● Work task
Which of the lines below include "dark"? Each one should be copied out.

>>

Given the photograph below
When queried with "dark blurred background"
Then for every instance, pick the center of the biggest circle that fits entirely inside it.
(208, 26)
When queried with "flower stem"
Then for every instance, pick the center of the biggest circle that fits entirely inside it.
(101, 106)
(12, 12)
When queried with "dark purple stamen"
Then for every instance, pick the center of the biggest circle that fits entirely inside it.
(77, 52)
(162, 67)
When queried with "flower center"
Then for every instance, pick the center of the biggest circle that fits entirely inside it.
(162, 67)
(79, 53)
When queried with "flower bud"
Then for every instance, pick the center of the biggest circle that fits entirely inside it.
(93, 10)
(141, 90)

<<
>>

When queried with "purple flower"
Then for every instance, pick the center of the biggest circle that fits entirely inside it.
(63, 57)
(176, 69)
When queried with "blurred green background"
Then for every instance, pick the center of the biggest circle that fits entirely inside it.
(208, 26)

<<

● Your solution
When queried with "dark blurred background"
When queried with "dark purple stamen"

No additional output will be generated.